■ **Things to do**:
1) What is the Spanish translation of this sentence from the election Q&A post: "This will be an opportunity for members of the community to pose questions to the candidates on the topic of moderation."?
2) Can you sum up the election Q&A post in two sentences?

■ **Document excerpt**:
-=-=-
The purpose of this thread was to collect questions for the questionnaire. The questionnaire is now live, and you may find it here.
Stack Overflow is scheduled for an election next week, 2022-11-07. In connection with that, we will be holding a Q&A with the candidates. This will be an opportunity for members of the community to pose questions to the candidates on the topic of moderation. Participation is completely voluntary.
Here’s how it’ll work:
Until the nomination phase, (so, until 2022-11-07 at 20:00:00Z UTC, or 4:00 pm EDT on the same day, give or take time to arrive for closure), this question will be open to collect potential questions from the users of the site. Post answers to this question containing any questions you would like to ask the candidates. Please only post one question per answer.
If your question contains a link, please use the syntax of [text](link), as that will make it easier for transcribing for the finished questionnaire.
This is a perfect opportunity to voice questions that are specific to your community and issues that you are running into currently.
We, the Community Team, will be providing a small selection of generic questions. The following two questions are guaranteed to be included:
How would you deal with a user who produced a steady stream of valuable answers, but tends to generate a large number of arguments/flags from comments?
How would you handle a situation where another mod closed/deleted/etc. a question that you feel shouldn’t have been?
The community team may also include the following three questions if the community doesn’t supply enough questions.
In your opinion, what do moderators do?
-=-=-
[Entries for bounding box labeling]
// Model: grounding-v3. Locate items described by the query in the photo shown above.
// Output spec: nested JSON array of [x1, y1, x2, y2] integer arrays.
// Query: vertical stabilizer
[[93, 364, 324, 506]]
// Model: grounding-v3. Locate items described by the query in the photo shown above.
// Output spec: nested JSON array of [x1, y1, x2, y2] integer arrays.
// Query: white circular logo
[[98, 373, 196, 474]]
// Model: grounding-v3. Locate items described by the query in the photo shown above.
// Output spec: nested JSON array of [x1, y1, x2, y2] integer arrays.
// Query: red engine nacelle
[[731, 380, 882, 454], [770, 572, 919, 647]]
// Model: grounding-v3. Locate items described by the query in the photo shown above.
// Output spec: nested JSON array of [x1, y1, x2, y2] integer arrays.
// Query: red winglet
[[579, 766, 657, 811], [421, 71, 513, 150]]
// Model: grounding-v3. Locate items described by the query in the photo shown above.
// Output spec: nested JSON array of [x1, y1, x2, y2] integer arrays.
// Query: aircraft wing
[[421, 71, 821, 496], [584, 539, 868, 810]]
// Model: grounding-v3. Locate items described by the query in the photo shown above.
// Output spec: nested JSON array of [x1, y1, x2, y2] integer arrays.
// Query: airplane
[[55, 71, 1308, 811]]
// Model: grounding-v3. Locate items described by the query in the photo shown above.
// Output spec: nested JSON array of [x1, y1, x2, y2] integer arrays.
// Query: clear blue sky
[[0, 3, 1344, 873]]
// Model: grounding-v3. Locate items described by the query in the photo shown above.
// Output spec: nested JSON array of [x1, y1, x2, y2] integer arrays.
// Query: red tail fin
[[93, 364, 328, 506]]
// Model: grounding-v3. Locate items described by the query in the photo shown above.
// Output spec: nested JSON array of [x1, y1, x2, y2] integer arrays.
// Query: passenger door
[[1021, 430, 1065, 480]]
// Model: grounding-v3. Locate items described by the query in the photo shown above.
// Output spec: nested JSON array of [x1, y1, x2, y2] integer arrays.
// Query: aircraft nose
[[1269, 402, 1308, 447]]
-=-=-
■ **Results by task**:
1) Esta será una oportunidad para que los miembros de la comunidad hagan preguntas a los candidatos sobre el tema de la moderación.

2) Ahead of a Stack Overflow election scheduled for 2022-11-07, the post collected questions from users, one per answer, for a Q&A with the candidates on moderation, and that questionnaire is now live. The Community Team is also providing a small selection of generic questions, two of which are guaranteed to be included.